* **Objetivo proposto 1**
Reproduza fielmente a passagem do texto sobre a Previdência e as mulheres que começa nas palavras "Com relação a" e termina após "dois salários mínimos.".

* **Trecho do texto**
---+---
Com a EC 95 – teto dos “gastos” públicos, o governo disse em alto e bom som: “Mulheres, voltem para as cozinhas e senzalas, não envelheçam e parem de parir por 20 anos”, na ausência de políticas de cuidados para as crianças, idosos, pessoas com deficiência ou adoecidas, recai à mulher a responsabilidade deste cuidar. Aprofundando ainda mais a divisão sexual e social do trabalho, a feminização da pobreza e as dificuldades em se manter em um emprego formal.
Diante desta PEC, as mulheres que cuidaram filhos, netos, bisnetos e não conseguiram contribuir com a Previdência, serão cuidadas por outras mulheres, sem qualquer proteção do Estado, até completarem 60 anos e terem o direito de receber R$ 400,00 mensais, por uma vida dedicada a fazer aquilo que o Estado se negou a fazer e a Sociedade e a própria família não reconhecem.
A população de idosos no Brasil (entre 2012 e 2017) saiu de 25,4 milhões para mais de 30,2 milhões, vivendo em abrigos públicos em total situação de abandono, há 60.939 pessoas com 60 anos ou mais. A estimativa é de que em 2030, o número de idosos ultrapassará o total de crianças entre zero e 14 anos.
Com relação a pensões e a redução do acúmulo de benefícios (pensão mais aposentadoria), cabe registrar que de acordo com o Anuário Estatístico da Previdência Social (2015), do total de pessoas que receberam pensão por morte, 84% (ou 6,2 milhões) foram mulheres. Apenas 2,3 milhões (8% do total de beneficiários de previdência) acumularam benefícios de aposentadoria e pensão, sendo 84% mulheres. A importância das pensões por morte para as mulheres na faixa etária de 60 anos é essencial a sua vida e a dos seus, apesar de três quartos das pensões por morte recebidas pelas mulheres não ultrapassarem dois salários mínimos.
---+---
* **Objetivo proposto 2**
Redimensione somente as linhas apresentadas a seguir, da primeira delas até a linha que contém "(1225, 780)", ambas incluídas, e reescreva-as com os pedidos. Multiplique por 0,5 cada coordenada das respostas e arredonde para o inteiro mais próximo, com as metades para cima.
---+---
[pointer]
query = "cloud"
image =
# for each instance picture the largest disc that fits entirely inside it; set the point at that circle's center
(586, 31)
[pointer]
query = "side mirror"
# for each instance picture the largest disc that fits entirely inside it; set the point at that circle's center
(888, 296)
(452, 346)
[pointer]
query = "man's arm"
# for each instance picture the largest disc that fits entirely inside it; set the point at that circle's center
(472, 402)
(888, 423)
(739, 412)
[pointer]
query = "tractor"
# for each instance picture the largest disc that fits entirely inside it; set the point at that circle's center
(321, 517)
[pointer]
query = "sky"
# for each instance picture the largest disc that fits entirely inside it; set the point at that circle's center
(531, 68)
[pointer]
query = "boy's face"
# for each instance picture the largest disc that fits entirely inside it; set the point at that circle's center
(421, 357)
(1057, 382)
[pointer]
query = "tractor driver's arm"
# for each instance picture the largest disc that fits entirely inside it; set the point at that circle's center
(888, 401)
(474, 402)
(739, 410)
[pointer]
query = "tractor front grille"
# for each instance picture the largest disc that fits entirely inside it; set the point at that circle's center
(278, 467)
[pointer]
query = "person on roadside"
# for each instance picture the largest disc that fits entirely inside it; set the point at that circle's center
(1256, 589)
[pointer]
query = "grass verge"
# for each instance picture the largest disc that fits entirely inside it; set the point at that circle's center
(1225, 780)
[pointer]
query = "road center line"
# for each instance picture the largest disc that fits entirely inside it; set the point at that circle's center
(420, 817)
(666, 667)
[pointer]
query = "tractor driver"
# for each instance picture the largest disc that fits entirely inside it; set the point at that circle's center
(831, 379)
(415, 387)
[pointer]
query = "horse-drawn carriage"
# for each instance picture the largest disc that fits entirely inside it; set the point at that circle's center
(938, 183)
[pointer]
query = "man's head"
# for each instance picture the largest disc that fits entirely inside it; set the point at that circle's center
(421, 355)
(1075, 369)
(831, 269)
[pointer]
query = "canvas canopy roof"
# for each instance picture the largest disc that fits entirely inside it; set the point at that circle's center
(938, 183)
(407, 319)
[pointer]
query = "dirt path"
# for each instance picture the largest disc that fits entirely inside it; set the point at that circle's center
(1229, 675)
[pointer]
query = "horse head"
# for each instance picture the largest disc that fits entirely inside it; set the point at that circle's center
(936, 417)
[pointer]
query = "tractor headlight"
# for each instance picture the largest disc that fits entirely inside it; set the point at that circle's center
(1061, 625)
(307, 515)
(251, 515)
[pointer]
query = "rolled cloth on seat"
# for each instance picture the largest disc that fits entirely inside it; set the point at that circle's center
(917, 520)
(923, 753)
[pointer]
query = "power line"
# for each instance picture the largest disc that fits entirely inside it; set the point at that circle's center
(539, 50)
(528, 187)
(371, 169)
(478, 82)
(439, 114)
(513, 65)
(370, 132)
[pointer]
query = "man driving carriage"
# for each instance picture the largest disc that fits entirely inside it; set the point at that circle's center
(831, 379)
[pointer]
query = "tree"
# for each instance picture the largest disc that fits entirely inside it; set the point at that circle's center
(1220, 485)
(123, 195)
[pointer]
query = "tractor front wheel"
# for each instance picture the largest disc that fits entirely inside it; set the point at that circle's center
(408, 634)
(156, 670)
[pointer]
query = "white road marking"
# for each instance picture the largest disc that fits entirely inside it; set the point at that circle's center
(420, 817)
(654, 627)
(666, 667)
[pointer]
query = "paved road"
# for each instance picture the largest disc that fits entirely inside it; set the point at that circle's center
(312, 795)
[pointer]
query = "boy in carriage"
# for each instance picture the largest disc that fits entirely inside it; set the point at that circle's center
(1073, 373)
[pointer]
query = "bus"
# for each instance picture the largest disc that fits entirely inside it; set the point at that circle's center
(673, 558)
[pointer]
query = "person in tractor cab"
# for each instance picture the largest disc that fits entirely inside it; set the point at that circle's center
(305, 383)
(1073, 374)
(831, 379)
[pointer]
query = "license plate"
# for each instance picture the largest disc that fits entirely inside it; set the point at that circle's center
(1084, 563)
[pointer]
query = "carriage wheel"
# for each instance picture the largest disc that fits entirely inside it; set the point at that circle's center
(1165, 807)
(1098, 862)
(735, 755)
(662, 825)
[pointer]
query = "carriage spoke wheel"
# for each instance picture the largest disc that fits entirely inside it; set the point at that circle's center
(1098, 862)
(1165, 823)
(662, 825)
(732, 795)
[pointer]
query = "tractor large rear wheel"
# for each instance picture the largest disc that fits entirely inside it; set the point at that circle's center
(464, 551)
---+---
* **Resposta correta 1**
Com relação a pensões e a redução do acúmulo de benefícios (pensão mais aposentadoria), cabe registrar que de acordo com o Anuário Estatístico da Previdência Social (2015), do total de pessoas que receberam pensão por morte, 84% (ou 6,2 milhões) foram mulheres. Apenas 2,3 milhões (8% do total de beneficiários de previdência) acumularam benefícios de aposentadoria e pensão, sendo 84% mulheres. A importância das pensões por morte para as mulheres na faixa etária de 60 anos é essencial a sua vida e a dos seus, apesar de três quartos das pensões por morte recebidas pelas mulheres não ultrapassarem dois salários mínimos.

* **Resposta correta 2**
[pointer]
query = "cloud"
image =
# for each instance picture the largest disc that fits entirely inside it; set the point at that circle's center
(293, 16)
[pointer]
query = "side mirror"
# for each instance picture the largest disc that fits entirely inside it; set the point at that circle's center
(444, 148)
(226, 173)
[pointer]
query = "man's arm"
# for each instance picture the largest disc that fits entirely inside it; set the point at that circle's center
(236, 201)
(444, 212)
(370, 206)
[pointer]
query = "tractor"
# for each instance picture the largest disc that fits entirely inside it; set the point at that circle's center
(161, 259)
[pointer]
query = "sky"
# for each instance picture the largest disc that fits entirely inside it; set the point at that circle's center
(266, 34)
[pointer]
query = "boy's face"
# for each instance picture the largest disc that fits entirely inside it; set the point at that circle's center
(211, 179)
(529, 191)
[pointer]
query = "tractor driver's arm"
# for each instance picture the largest disc that fits entirely inside it; set the point at that circle's center
(444, 201)
(237, 201)
(370, 205)
[pointer]
query = "tractor front grille"
# for each instance picture the largest disc that fits entirely inside it; set the point at that circle's center
(139, 234)
[pointer]
query = "person on roadside"
# for each instance picture the largest disc that fits entirely inside it; set the point at that circle's center
(628, 295)
[pointer]
query = "grass verge"
# for each instance picture the largest disc that fits entirely inside it; set the point at that circle's center
(613, 390)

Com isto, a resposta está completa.